◆ **TRECHO SELECIONADO**
Artigo nº 020 - teórico

A Lava a Jato e a mídia seguem desconstruindo a democracia e o Estado no Brasil


20/11/16 - As notícias das prisões dos ex-governadores Anthony Garotinho (PR-RJ) e Sérgio Cabral (PMDB-RJ), tão comemorada pela mídia golpista e pela opinião pública por ela esculpida, seguem a mesma lógica da espetacularização que vigorou na queda da presidenta Dilma Rousseff há alguns poucos meses atrás. O denuncismo alimentado pela associação mídia-judiciário, é um denuncismo hipócrita, pois ao mesmo tempo que alega combater a corrupção, mantem inabalada a estrutura que lhe dá sustentação: o modo de produção capitalista.

Mas de fato chama a atenção o momento em que tais prisões são efetuadas: o momento exato em que o governo golpista de Michel Temer submete ao Senado a Proposta de Emenda Constitucional nº 55, recém-aprovada pela Câmara Federal com a alcunha de PEC 241. Por seu elevado poder de malignidade, a 'PEC 55' foi logo apelidada de 'PEC do fim do mundo' ou 'Pacote de Maldades'. Segundo a visão oficial, trata-se da 'PEC do Teto ou dos gastos públicos', uma “necessidade absoluta” em tempos de austeridade.

As prisões sensacionalistas de Garotinho e Cabral chegam também no exato momento em que, no Rio de Janeiro, o governador Pezão (ex-vice de Cabral) pôs em discussão um Pacote de Maldades ao nível estadual, que também busca “sanear” as contas do setor público através de uma série de sacrifícios sociais.

◆ **TRECHO DA FONTE**
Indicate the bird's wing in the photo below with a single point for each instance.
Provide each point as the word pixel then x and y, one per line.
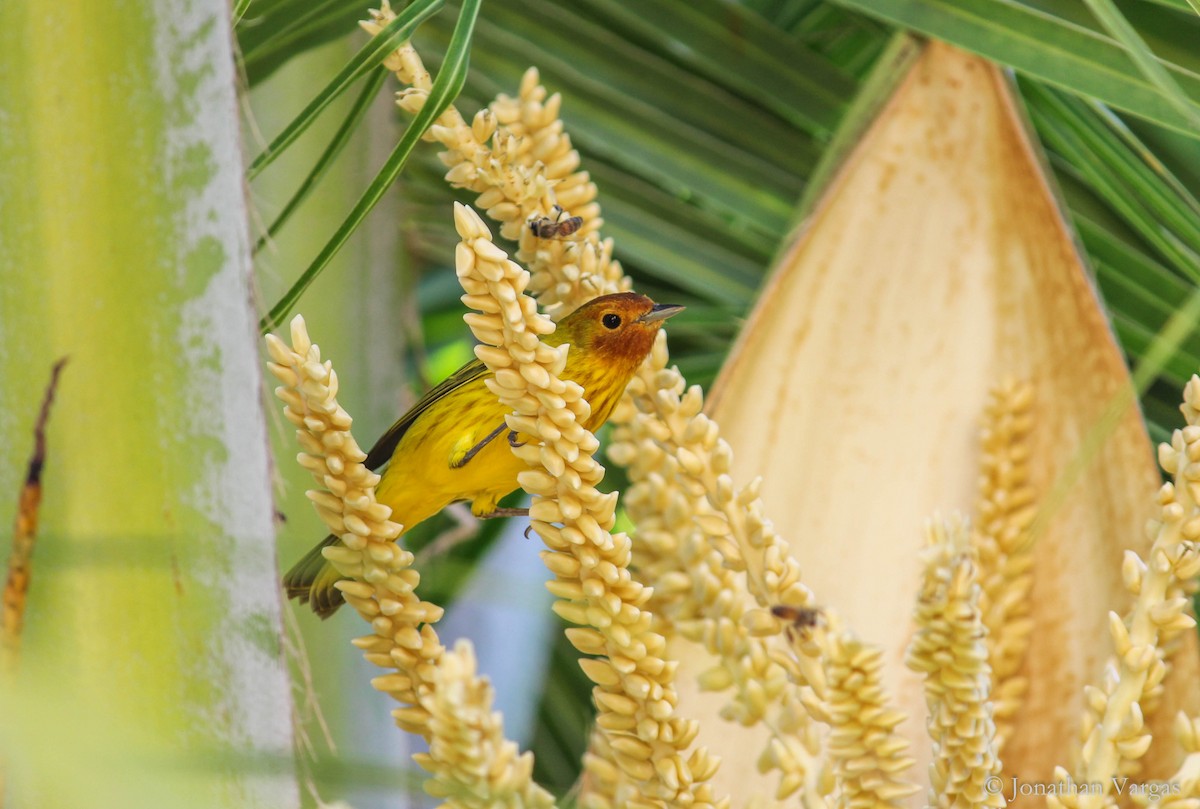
pixel 383 449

◆ **TAREFA PROPOSTA**
Transcreva, sem alterações, a passagem do artigo sobre a Lava Jato e a mídia que começa em "20/11/16 - As" e termina em "de produção capitalista.".

◆ **RESULTADO ABAIXO**
20/11/16 - As notícias das prisões dos ex-governadores Anthony Garotinho (PR-RJ) e Sérgio Cabral (PMDB-RJ), tão comemorada pela mídia golpista e pela opinião pública por ela esculpida, seguem a mesma lógica da espetacularização que vigorou na queda da presidenta Dilma Rousseff há alguns poucos meses atrás. O denuncismo alimentado pela associação mídia-judiciário, é um denuncismo hipócrita, pois ao mesmo tempo que alega combater a corrupção, mantem inabalada a estrutura que lhe dá sustentação: o modo de produção capitalista.